• _How to complete this task_
Every line of the listing that holds the word "narrowboat" should be returned.

• _Data provided_

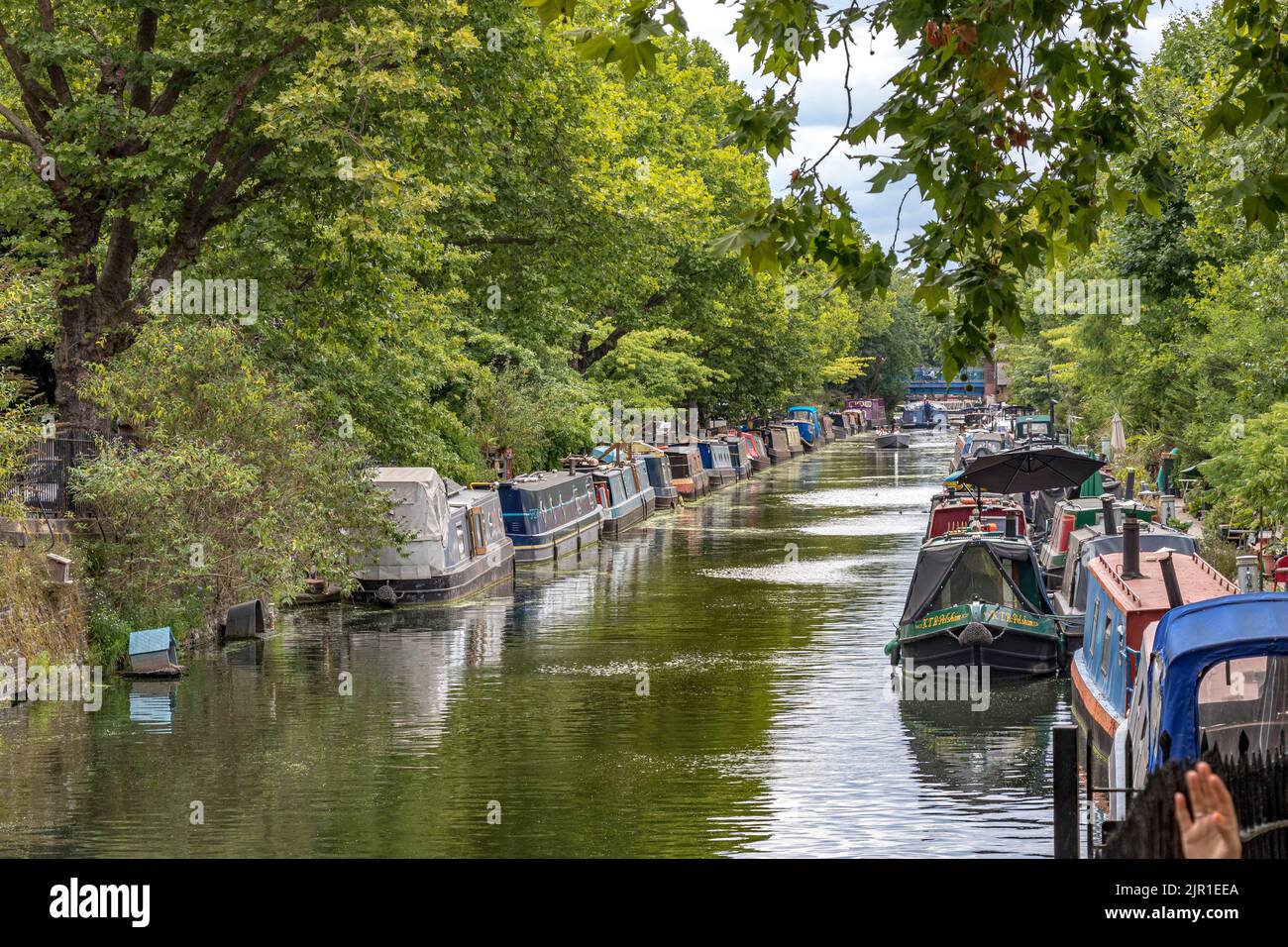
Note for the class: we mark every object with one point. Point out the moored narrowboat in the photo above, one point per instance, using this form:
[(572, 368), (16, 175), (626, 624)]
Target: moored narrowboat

* * *

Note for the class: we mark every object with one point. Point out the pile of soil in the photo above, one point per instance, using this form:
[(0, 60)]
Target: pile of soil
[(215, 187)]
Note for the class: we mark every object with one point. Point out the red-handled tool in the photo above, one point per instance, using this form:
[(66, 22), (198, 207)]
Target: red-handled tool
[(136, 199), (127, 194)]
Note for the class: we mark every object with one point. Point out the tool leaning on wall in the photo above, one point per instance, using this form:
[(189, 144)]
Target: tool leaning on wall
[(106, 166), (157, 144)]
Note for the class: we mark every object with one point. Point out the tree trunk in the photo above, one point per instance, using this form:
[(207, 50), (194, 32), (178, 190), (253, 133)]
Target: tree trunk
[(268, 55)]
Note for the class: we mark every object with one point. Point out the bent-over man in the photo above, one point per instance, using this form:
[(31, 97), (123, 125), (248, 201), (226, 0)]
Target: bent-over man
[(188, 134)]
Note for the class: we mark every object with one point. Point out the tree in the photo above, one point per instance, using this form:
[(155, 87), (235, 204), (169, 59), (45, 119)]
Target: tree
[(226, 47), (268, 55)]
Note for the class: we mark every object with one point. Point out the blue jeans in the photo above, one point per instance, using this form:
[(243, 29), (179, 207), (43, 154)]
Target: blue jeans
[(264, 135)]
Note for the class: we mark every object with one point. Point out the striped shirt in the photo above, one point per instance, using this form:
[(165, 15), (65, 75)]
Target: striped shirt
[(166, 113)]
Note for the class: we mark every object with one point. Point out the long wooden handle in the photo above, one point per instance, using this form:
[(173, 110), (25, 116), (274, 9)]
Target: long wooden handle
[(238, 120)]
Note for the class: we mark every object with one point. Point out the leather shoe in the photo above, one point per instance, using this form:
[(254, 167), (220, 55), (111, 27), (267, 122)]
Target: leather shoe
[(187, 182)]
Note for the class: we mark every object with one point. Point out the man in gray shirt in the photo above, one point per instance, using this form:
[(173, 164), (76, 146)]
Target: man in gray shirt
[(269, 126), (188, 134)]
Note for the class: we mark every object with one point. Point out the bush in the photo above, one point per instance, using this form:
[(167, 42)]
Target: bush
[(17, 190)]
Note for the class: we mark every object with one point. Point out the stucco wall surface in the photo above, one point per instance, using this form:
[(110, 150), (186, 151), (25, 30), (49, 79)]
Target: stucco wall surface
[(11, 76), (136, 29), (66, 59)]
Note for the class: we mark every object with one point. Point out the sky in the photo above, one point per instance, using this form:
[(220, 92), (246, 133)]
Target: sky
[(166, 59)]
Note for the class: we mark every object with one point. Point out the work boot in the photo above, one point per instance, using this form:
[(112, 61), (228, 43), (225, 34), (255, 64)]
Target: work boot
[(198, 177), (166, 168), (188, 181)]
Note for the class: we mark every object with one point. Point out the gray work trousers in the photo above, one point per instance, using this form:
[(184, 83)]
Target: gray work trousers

• _Response to the task_
Note for the class: we mark every object with one point. Point out the moored narrowboat in the photo above, one point per instance, using this form:
Target: moored narrowboat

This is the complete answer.